__TASK OBJECTIVE__
In the records below, change every occurrence of "record the coordinates" to "write down the coordinates" and reproduce the records with nothing else altered.

>> START MATERIAL SUPPLIED

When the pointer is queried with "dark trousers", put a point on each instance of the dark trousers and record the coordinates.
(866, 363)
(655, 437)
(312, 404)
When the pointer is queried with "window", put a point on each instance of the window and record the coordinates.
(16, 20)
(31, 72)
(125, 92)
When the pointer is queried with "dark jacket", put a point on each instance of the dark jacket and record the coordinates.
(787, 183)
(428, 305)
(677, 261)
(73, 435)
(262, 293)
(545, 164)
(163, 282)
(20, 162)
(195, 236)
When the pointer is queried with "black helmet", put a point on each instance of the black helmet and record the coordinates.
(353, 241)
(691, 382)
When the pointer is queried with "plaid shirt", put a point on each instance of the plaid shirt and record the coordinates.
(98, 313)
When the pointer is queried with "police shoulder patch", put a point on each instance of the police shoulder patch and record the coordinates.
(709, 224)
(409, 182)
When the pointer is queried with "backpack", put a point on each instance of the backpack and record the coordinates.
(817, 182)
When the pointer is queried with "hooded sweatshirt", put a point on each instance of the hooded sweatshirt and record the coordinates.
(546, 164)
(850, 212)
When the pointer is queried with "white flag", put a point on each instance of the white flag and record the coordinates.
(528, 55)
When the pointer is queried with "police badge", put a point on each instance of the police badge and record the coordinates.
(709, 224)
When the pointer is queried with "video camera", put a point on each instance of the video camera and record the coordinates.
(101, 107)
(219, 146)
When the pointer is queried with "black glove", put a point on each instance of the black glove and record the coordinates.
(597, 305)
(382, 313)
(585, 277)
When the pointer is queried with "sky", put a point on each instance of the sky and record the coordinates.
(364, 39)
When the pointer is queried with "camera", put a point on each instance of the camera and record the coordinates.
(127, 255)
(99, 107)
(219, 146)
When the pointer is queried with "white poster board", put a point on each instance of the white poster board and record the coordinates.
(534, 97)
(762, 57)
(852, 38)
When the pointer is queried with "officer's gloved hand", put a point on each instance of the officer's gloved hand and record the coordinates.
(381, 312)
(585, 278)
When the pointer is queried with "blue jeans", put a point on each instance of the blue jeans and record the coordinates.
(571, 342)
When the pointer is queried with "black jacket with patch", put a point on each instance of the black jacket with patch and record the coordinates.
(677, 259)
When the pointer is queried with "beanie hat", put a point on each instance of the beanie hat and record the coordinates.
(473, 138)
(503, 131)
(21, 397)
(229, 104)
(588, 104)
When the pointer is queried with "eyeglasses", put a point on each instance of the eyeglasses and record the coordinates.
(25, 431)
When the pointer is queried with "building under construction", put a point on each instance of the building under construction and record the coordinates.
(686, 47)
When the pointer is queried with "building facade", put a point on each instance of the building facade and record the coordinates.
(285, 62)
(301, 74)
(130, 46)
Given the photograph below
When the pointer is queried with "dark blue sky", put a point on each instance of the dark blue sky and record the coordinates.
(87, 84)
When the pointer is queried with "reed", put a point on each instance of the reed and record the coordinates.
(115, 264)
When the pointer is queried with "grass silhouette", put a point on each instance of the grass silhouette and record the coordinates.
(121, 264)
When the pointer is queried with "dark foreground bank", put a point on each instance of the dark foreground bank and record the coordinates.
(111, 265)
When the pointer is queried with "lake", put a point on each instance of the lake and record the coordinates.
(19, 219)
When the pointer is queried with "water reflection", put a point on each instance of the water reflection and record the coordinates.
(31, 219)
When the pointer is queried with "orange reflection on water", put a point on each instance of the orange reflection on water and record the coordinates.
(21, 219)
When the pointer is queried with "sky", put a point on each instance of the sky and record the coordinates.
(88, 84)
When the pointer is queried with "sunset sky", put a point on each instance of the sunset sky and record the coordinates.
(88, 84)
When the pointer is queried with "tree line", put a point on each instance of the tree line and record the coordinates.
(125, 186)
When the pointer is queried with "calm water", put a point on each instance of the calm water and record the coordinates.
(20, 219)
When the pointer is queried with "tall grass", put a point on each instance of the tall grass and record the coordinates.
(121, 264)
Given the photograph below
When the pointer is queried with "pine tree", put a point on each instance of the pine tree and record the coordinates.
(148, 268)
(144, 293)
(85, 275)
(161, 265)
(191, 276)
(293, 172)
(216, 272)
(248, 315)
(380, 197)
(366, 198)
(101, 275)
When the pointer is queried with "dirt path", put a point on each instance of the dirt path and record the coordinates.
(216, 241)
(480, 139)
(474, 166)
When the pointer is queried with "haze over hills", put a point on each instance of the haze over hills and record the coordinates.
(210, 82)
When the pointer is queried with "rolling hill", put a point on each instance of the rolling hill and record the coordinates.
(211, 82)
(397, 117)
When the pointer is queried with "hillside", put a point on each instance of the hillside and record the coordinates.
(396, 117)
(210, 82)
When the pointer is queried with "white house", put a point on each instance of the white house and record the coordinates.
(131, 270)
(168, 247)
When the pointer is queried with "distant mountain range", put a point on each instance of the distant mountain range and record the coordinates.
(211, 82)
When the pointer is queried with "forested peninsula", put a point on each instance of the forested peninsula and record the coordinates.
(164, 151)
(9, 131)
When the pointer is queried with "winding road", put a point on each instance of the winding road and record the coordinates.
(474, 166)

>> END MATERIAL SUPPLIED

__COMPLETE ANSWER__
When the pointer is queried with "dark trousers", put a point on each instance of the dark trousers and write down the coordinates.
(866, 363)
(655, 437)
(312, 404)
When the pointer is queried with "window", put a point on each instance of the window and write down the coordinates.
(16, 20)
(31, 72)
(125, 92)
When the pointer is queried with "dark jacket", put a point on each instance of the dark jacket and write down the coordinates.
(787, 183)
(428, 305)
(677, 261)
(73, 435)
(262, 293)
(545, 164)
(163, 282)
(20, 162)
(195, 236)
When the pointer is queried with "black helmet", put a point on each instance of the black helmet and write down the coordinates.
(353, 241)
(691, 382)
When the pointer is queried with "plaid shirt", put a point on each instance of the plaid shirt and write down the coordinates.
(98, 313)
When the pointer is queried with "police shoulder patch", put a point on each instance of the police shoulder patch and write down the coordinates.
(709, 224)
(409, 182)
When the pointer is queried with "backpack", put a point on each instance of the backpack and write down the coordinates.
(817, 182)
When the pointer is queried with "hooded sweatshirt", put a point on each instance of the hooded sweatshirt and write down the coordinates.
(546, 164)
(850, 212)
When the pointer is queried with "white flag", put a point on each instance of the white flag and write down the coordinates.
(528, 55)
When the pointer is queried with "police badge", put a point on each instance of the police badge and write down the coordinates.
(709, 224)
When the pointer is queried with "video camera", put a point on each instance of the video camera and write down the coordinates.
(101, 107)
(219, 146)
When the pointer is queried with "black glove", put a point on each instance of the black glove and write down the coordinates.
(597, 305)
(382, 313)
(585, 277)
When the pointer is queried with "sky", put a point on each instance of the sky and write down the coordinates.
(364, 39)
When the pointer is queried with "camera", put a point on each instance of the camera and write down the coordinates.
(127, 255)
(99, 107)
(219, 146)
When the pointer is queried with "white poster board", put a point on each instance of the white poster board and write down the coordinates.
(534, 97)
(762, 57)
(852, 38)
When the pointer is queried with "officer's gloved hand", put a point on each instance of the officer's gloved hand and write down the coordinates.
(381, 312)
(585, 278)
When the pointer is queried with "blue jeans", put a point on each instance of the blue jeans and write down the coordinates.
(571, 342)
When the pointer is queried with "black jacket with patch", put a point on each instance of the black jacket with patch and write down the coordinates.
(677, 259)
When the pointer is queried with "beanie hat", put a point on each instance of the beanie hat and write down the coordinates.
(473, 138)
(503, 131)
(21, 397)
(229, 104)
(588, 104)
When the pointer is queried with "eyeglasses", put a point on each instance of the eyeglasses and write down the coordinates.
(25, 431)
When the pointer is queried with "building under construction", put a point on each instance of the building under construction and write down the coordinates.
(686, 47)
When the pointer is queried with "building facade", put a point on each instance of the building facade and write down the coordinates.
(285, 62)
(301, 74)
(130, 46)
Given the photograph below
When the pointer is queried with "dark blue sky", put a point on each instance of the dark blue sky and write down the coordinates.
(87, 84)
When the pointer is queried with "reed", put a point on each instance of the reed and write down the coordinates.
(115, 264)
When the pointer is queried with "grass silhouette", put a point on each instance of the grass silhouette and write down the coordinates.
(121, 264)
When the pointer is queried with "dark foreground bank", put a point on each instance of the dark foreground bank and write down the coordinates.
(111, 265)
When the pointer is queried with "lake", put a point on each instance of the lake and write down the coordinates.
(19, 219)
When the pointer is queried with "water reflection", put a point on each instance of the water reflection and write down the coordinates.
(31, 219)
When the pointer is queried with "orange reflection on water", put a point on each instance of the orange reflection on water and write down the coordinates.
(21, 219)
When the pointer is queried with "sky", put a point on each instance of the sky and write down the coordinates.
(88, 84)
When the pointer is queried with "sunset sky", put a point on each instance of the sunset sky and write down the coordinates.
(88, 84)
When the pointer is queried with "tree line", put a point on each instance of the tree line and write down the coordinates.
(125, 186)
When the pointer is queried with "calm water", put a point on each instance of the calm water and write down the coordinates.
(20, 219)
When the pointer is queried with "tall grass", put a point on each instance of the tall grass and write down the coordinates.
(121, 264)
Given the photograph below
When the pointer is queried with "pine tree", put a point on each instance of the pine tree and write down the coordinates.
(148, 268)
(144, 293)
(85, 275)
(161, 265)
(191, 276)
(293, 172)
(216, 272)
(248, 315)
(380, 197)
(366, 198)
(101, 275)
When the pointer is queried with "dirt path", put a point on each instance of the dirt path and write down the coordinates.
(216, 241)
(480, 139)
(474, 166)
When the pointer is queried with "haze over hills", put a point on each instance of the haze over hills and write down the coordinates.
(210, 82)
When the pointer is queried with "rolling hill", put a point on each instance of the rolling hill and write down the coordinates.
(211, 82)
(397, 117)
When the pointer is queried with "hillside", put a point on each instance of the hillside and write down the coordinates.
(396, 117)
(210, 82)
When the pointer is queried with "white house", put a point on each instance of the white house and write down the coordinates.
(131, 270)
(168, 247)
When the pointer is queried with "distant mountain range", put a point on each instance of the distant mountain range and write down the coordinates.
(211, 82)
When the pointer is queried with "forested peninsula", put a point on each instance of the forested peninsula and write down the coordinates.
(164, 151)
(9, 131)
When the pointer is queried with "winding road", put a point on each instance of the winding road and write down the coordinates.
(474, 166)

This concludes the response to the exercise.